• **WRITTEN EXERCISE**:
Pull out every line of the listing below that contains the string "blue", treating uppercase and lowercase letters as distinct.

(Rows of box annotation data)
··········
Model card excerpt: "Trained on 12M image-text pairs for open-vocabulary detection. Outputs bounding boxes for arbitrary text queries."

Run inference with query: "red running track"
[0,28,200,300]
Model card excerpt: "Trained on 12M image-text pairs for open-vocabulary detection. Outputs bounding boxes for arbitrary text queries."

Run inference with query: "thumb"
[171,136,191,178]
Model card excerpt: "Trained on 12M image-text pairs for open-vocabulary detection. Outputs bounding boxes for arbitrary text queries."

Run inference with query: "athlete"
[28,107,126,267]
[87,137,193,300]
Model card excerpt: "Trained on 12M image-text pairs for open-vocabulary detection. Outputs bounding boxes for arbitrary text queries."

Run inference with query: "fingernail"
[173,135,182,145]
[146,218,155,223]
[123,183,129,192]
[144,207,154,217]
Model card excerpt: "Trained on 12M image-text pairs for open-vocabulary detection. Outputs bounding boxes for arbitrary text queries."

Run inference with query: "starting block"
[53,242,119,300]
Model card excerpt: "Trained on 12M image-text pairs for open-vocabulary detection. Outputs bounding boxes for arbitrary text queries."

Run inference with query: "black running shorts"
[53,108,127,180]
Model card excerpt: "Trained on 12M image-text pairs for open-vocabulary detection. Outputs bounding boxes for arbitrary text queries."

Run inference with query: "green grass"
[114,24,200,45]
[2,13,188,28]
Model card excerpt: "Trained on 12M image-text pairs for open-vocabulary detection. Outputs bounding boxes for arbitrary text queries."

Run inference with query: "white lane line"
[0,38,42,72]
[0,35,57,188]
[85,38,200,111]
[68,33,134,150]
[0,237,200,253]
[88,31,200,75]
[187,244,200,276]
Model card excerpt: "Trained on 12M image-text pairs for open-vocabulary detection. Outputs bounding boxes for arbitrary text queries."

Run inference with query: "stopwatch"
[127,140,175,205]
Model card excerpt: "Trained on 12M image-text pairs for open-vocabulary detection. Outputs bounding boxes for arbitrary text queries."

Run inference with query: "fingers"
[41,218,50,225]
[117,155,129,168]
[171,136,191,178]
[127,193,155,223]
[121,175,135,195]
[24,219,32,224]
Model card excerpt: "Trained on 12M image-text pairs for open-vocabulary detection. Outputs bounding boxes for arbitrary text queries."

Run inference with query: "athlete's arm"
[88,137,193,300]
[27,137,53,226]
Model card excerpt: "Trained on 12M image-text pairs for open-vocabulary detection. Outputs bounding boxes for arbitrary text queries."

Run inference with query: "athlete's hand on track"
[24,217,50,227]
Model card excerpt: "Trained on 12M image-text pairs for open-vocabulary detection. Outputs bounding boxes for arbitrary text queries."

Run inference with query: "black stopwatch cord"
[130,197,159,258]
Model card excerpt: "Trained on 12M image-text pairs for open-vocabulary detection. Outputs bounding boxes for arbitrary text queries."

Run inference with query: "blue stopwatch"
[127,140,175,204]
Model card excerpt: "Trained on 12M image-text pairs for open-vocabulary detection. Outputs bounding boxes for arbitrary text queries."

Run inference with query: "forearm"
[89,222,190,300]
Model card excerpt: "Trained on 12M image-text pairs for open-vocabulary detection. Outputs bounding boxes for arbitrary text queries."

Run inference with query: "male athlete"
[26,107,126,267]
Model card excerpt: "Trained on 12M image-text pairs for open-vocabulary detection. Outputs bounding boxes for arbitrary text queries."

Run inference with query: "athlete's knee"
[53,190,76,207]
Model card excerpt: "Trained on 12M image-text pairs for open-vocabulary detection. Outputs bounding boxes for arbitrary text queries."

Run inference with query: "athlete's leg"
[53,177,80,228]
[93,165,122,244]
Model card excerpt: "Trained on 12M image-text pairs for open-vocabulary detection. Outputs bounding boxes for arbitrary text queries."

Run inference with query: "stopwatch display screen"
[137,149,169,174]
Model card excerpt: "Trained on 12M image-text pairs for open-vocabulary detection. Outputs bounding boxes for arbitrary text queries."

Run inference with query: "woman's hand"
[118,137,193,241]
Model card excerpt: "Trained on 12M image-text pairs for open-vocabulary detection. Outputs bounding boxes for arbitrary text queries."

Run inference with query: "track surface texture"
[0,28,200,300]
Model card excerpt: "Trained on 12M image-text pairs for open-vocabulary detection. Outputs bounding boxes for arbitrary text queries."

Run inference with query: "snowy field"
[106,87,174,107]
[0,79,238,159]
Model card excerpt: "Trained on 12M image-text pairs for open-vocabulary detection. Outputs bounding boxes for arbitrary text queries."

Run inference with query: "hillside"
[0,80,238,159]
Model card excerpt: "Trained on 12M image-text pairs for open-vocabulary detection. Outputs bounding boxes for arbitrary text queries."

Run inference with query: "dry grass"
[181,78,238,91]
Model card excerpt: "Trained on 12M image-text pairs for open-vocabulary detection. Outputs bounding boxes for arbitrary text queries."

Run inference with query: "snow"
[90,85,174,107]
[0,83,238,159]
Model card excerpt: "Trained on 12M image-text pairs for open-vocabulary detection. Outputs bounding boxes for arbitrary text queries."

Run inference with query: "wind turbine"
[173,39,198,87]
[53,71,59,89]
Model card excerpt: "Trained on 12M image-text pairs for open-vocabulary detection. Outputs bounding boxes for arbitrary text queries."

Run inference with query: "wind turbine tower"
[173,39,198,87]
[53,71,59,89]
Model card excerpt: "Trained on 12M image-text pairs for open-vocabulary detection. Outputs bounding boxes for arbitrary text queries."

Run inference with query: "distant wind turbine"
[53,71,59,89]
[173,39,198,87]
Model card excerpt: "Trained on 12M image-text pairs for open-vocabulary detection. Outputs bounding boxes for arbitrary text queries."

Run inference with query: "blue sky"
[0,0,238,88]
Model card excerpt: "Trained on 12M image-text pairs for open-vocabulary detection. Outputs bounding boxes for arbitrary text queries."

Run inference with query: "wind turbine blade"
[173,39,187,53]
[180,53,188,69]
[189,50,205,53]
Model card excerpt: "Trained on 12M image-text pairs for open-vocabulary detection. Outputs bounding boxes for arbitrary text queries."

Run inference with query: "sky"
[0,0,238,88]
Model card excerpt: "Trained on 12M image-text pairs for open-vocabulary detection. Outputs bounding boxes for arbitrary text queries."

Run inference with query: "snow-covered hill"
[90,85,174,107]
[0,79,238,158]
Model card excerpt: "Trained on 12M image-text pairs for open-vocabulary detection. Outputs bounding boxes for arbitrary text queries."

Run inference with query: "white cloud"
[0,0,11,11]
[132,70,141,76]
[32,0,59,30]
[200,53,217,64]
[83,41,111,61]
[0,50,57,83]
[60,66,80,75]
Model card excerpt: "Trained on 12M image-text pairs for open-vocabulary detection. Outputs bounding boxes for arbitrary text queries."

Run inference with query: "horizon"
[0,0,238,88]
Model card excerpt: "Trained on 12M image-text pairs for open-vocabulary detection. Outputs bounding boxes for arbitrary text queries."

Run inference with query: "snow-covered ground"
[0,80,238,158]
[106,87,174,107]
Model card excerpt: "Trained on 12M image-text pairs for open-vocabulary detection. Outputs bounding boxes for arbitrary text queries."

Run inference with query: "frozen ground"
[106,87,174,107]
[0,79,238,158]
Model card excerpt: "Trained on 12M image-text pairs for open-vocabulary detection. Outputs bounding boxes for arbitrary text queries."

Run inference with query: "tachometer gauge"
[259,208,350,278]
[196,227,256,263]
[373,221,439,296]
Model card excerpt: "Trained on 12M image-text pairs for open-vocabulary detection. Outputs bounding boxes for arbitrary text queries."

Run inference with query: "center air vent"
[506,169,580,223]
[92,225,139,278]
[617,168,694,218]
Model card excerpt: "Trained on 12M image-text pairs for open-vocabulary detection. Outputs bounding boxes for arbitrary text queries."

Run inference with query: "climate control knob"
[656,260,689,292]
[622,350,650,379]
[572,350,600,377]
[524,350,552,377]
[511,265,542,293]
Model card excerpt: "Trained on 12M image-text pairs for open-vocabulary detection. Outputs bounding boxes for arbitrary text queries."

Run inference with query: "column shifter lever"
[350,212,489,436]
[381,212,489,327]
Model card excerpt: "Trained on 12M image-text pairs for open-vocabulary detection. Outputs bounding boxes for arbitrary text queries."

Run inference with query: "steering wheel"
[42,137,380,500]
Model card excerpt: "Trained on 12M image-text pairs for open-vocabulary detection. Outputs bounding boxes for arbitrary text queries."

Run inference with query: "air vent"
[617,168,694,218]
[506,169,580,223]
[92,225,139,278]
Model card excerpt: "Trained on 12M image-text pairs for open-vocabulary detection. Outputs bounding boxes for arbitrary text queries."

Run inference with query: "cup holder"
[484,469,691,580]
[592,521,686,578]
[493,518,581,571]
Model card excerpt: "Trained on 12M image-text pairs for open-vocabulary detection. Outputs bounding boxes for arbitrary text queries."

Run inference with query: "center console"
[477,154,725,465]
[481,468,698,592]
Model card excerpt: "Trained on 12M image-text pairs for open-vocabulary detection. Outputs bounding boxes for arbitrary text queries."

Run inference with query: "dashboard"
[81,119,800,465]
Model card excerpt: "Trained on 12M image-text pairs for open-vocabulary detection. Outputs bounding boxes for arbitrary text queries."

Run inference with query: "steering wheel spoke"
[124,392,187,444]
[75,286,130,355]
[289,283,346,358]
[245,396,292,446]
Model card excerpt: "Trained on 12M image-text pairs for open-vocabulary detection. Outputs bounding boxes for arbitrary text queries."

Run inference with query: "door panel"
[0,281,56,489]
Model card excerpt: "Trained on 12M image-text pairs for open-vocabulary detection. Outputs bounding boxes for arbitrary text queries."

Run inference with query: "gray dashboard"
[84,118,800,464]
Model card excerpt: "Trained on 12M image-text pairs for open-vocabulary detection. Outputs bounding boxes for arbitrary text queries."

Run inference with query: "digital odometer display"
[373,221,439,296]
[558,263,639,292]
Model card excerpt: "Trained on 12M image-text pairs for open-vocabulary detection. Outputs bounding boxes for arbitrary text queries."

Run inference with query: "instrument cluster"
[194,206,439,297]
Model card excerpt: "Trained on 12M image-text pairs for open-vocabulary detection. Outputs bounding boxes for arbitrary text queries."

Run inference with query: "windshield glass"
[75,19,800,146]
··········
• **ANSWER IN FULL**:
Run inference with query: "blue stopwatch"
Run inference with query: "blue sky"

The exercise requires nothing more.